INSTRUCTION A: Format the entries, from the line containing "For every instance of the wooden floor" through the end of the entries, as a JSON list of strings with one string per line and blank lines omitted.
:: DOCUMENT ::
Wednesday, June 25, 2014

The Smear Machine

Hearken to this beautiful bit of commentary from George Will:

Here's -- we know six things, Chris. We know first the targeting occurred.

Therefore, second, we know that this is worse than article two of the Nixon impeachment count, which said Nixon endeavored to use the IRS. The IRS back then resisted.

Third, we know that this became public in an act of deceit when Lois Lerner planted a question with a friend in an audience to try and get this out on her own terms.

Fourth, we know that she has taken the Fifth Amendment because she has a right to do this when she has a reasonable suspicion that there might be criminal activity involved.

Fifth, we know that from the timeline you put up today, that there has been 13 months of stonewalling on this.

And sixth, now we know that not only her hard drive, but six other people intimately involved in this suddenly crashed in an amazing miraculous coincidence. Religions have been founded on less, ten days after the investigation started.

Will is a master. For pure expressive skill, he's up there in the commentary pantheon next to Mark Steyn. Even when I disagree with the substance of his position, I can't help but admire his wordsmithing. He always manages to say exactly what he means, and so elegantly that to improve on his phrasing would be beyond me.

So the Left is determined to smear him:

Here’s the syndicated Will column that started this latest round of conservative headhunting. Will’s point was clear: the alleged “epidemic” of rape on college campuses isn’t—as illustrated by statistics from the Obama administration itself. The column began:
Colleges and universities are being educated by Washington and are finding the experience excruciating. They are learning that when they say campus victimizations are ubiquitous (“micro-aggressions,” often not discernible to the untutored eye, are everywhere), and that when they make victimhood a coveted status that confers privileges, victims proliferate. And academia’s progressivism has rendered it intellectually defenseless now that progressivism’s achievement, the regulatory state, has decided it is academia’s turn to be broken to government’s saddle.
:::
INSTRUCTION B: In the blog post, rewrite the stretch from "And sixth, now" through "be beyond me.", replacing "pantheon" with "hall of fame".
:: MATERIAL FOR THE TASK ::
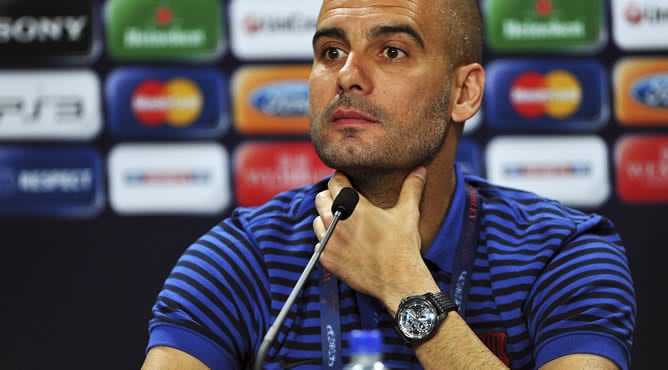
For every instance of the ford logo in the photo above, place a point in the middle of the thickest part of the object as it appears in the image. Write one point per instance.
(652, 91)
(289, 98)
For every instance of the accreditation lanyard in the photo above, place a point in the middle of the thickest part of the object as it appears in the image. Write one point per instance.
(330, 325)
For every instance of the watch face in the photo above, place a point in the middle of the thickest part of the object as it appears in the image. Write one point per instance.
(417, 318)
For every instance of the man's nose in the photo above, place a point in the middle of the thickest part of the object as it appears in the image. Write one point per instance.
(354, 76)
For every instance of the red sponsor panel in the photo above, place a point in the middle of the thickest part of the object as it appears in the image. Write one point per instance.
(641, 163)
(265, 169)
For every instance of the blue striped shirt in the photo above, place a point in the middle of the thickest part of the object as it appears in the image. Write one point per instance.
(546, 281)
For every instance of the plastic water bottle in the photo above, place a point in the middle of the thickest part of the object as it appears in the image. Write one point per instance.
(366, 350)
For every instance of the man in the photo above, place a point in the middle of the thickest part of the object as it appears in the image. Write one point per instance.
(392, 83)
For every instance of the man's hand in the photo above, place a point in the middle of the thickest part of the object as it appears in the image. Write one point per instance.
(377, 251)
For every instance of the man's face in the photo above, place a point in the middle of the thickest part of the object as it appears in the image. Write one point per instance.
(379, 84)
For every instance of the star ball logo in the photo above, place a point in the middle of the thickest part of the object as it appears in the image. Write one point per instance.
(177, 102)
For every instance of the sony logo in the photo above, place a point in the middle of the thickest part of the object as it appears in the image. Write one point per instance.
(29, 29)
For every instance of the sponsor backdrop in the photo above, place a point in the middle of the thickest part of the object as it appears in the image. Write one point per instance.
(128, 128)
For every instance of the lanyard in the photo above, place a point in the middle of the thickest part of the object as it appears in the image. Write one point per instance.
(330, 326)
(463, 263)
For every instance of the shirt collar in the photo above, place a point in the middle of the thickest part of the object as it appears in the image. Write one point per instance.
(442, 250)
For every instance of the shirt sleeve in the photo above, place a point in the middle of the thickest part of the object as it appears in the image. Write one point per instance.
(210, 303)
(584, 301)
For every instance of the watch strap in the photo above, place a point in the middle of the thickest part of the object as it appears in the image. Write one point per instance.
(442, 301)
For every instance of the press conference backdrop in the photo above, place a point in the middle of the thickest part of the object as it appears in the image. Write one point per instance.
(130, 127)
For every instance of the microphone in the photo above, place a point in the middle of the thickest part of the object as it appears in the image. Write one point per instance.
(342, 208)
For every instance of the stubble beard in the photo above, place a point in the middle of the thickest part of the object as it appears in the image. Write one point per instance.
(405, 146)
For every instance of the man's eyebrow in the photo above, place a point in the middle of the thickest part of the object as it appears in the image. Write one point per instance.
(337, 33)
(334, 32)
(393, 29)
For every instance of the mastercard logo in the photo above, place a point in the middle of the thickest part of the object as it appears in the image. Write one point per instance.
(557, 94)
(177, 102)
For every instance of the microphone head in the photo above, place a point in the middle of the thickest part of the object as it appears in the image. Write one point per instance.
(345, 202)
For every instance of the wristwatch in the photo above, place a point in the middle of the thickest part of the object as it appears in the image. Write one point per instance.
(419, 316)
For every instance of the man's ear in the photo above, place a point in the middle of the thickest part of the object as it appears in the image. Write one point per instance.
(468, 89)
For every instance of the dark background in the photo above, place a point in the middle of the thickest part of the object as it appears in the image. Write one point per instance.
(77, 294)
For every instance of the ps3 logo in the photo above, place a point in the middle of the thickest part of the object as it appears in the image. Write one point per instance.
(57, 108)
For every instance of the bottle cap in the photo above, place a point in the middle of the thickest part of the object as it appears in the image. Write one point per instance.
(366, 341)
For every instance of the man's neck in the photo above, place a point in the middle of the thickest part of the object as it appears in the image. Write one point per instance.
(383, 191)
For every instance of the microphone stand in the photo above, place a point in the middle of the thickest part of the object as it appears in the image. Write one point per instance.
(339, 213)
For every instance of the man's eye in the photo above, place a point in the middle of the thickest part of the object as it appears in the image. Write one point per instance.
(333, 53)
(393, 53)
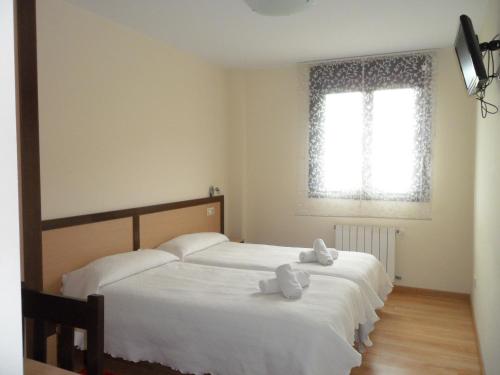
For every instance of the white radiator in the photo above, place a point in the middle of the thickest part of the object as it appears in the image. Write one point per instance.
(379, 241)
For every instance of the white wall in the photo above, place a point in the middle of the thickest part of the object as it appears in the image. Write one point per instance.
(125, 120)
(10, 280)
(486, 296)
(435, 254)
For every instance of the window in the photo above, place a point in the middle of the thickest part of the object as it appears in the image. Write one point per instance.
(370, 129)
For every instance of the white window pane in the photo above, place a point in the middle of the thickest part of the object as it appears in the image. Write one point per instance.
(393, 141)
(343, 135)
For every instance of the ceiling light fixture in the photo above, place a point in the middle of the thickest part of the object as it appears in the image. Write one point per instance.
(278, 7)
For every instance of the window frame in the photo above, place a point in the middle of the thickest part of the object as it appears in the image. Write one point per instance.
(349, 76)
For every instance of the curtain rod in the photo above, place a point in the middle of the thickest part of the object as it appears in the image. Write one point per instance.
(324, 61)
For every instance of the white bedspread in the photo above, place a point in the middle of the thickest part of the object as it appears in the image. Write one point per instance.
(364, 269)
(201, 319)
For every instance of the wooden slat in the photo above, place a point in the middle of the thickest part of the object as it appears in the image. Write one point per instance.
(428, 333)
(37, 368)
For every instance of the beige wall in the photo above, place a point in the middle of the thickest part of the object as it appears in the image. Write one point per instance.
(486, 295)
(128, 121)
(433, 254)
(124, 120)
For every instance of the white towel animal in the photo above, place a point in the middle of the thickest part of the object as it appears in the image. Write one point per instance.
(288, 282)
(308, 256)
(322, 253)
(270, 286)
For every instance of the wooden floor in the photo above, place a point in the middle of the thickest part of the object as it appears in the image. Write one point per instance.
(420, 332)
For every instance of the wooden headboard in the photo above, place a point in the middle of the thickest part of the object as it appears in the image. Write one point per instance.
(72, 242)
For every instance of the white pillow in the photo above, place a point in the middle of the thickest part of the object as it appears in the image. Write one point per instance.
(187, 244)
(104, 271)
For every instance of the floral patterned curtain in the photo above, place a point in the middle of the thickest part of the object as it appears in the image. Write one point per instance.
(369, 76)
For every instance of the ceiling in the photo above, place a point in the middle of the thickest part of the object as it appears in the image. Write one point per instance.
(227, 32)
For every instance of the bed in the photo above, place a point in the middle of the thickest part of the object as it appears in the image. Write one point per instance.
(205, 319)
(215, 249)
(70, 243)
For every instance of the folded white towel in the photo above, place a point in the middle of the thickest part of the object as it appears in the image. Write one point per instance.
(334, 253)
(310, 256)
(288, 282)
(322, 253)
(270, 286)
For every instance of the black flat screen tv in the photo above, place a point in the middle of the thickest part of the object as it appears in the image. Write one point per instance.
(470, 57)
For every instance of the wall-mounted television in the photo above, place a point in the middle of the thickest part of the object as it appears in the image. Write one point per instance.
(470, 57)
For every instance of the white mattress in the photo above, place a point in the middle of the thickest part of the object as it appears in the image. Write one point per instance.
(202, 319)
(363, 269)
:::
RESPONSE A:
[
  "For every instance of the wooden floor in the photo above, place a point in the middle of the thickest part of the object as it appears in the image. Write one point per instance.",
  "(420, 332)",
  "For every instance of the wooden headboard in the photo above, place a point in the middle of the thickest part of the object as it appears in the image. Write one point per instance.",
  "(72, 242)",
  "For every instance of the white pillow in the photo above, place a point in the middle of the thickest part of the object as it appears in the image. Write one point per instance.",
  "(187, 244)",
  "(104, 271)",
  "For every instance of the floral patterned curtain in the photo above, place a point in the middle of the thickest part of the object as it appears in the image. Write one point per instance.",
  "(369, 76)",
  "For every instance of the ceiling in the photo above, place a point in the middle of the thickest part of the object as it appears in the image. Write one point per instance.",
  "(227, 32)",
  "For every instance of the bed in the photo above, place a point in the middle of the thickest part of the object as it appears in the image. Write one point per instance.",
  "(205, 319)",
  "(215, 249)",
  "(70, 243)",
  "For every instance of the folded white towel in the photo above, place a point in the middle of the thickest part of the object as it appears in the image. Write one point per instance.",
  "(334, 253)",
  "(310, 256)",
  "(288, 282)",
  "(322, 253)",
  "(270, 286)",
  "For every instance of the black flat screen tv in the photo above, place a point in the middle of the thickest part of the object as it appears in the image. Write one point per instance.",
  "(470, 57)",
  "For every instance of the wall-mounted television in the photo above, place a point in the middle of the thickest part of the object as it appears in the image. Write one point per instance.",
  "(470, 57)",
  "For every instance of the white mattress in the photo above, place a point in the middle of the thickest part of the object as it appears in the image. Write one point per instance.",
  "(202, 319)",
  "(363, 269)"
]

RESPONSE B:
And sixth, now we know that not only her hard drive, but six other people intimately involved in this suddenly crashed in an amazing miraculous coincidence. Religions have been founded on less, ten days after the investigation started.

Will is a master. For pure expressive skill, he's up there in the commentary hall of fame next to Mark Steyn. Even when I disagree with the substance of his position, I can't help but admire his wordsmithing. He always manages to say exactly what he means, and so elegantly that to improve on his phrasing would be beyond me.